DATA SHOWN =>
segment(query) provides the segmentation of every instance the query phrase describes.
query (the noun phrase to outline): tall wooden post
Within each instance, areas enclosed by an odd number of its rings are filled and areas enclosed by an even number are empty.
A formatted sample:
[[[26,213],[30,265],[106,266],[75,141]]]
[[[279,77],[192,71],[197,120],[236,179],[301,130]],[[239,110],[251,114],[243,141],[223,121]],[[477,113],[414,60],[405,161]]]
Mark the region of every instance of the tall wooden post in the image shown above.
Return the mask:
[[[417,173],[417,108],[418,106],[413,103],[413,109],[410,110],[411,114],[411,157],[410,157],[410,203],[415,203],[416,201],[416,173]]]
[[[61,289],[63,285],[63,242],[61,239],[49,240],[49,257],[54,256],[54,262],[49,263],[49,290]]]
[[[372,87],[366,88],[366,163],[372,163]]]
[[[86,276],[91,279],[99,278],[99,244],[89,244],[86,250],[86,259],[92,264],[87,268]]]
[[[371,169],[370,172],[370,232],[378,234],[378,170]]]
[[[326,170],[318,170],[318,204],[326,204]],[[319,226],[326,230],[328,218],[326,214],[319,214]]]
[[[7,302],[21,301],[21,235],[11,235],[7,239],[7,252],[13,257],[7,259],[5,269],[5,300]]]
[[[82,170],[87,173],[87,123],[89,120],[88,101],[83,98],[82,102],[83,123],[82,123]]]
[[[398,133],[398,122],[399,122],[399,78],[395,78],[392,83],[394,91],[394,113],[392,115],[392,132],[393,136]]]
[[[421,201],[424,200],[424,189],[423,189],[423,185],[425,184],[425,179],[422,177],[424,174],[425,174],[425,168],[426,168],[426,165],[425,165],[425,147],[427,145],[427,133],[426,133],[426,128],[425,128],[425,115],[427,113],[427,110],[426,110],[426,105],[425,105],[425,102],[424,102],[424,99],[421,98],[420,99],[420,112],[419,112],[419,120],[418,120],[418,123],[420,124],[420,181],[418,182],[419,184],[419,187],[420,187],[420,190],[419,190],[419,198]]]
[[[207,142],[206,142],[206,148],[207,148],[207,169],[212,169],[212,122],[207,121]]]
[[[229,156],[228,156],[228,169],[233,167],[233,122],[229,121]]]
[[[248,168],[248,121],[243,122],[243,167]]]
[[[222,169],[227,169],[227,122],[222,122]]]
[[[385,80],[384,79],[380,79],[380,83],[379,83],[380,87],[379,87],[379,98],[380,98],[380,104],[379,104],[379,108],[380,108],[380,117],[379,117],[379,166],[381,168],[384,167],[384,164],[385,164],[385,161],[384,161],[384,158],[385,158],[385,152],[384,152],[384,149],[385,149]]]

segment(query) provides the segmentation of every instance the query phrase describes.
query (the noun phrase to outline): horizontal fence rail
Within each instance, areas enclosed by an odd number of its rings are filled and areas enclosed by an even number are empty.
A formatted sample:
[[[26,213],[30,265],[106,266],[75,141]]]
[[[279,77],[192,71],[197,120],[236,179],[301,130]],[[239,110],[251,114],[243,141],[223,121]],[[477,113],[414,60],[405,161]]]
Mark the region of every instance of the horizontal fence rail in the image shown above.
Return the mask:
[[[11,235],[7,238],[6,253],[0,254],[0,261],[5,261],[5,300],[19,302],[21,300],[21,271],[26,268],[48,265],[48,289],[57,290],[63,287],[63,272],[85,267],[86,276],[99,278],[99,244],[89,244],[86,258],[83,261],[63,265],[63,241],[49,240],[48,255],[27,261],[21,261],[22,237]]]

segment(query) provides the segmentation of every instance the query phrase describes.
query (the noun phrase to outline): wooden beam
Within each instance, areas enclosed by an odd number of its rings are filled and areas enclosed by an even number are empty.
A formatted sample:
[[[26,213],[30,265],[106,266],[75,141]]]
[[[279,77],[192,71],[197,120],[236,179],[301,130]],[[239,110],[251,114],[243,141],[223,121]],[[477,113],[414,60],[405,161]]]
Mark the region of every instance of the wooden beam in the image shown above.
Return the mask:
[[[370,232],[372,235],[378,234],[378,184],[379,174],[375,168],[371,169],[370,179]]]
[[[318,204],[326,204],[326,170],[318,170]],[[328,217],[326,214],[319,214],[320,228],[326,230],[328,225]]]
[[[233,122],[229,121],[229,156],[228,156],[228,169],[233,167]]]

PROMPT => Write out only the lines from the very start of the entries above to the line that includes "Mark the region of every instance of the tall", both ends included, each one unchanged.

OUTPUT OF THE EXERCISE =>
segment(query) provides the segmentation of every instance the query phrase describes.
query (the noun phrase to outline): tall wooden post
Within each instance, areas enclosed by an odd number of its rings are filled and areas enclosed by an even number are empty.
A formatted sample:
[[[26,213],[30,265],[106,266],[75,141]]]
[[[279,77],[192,71],[197,120],[236,179],[301,130]],[[239,110],[251,114],[243,141],[223,121]],[[477,113],[414,60],[405,161]]]
Mark the region of every instance of the tall wooden post in the image shown above.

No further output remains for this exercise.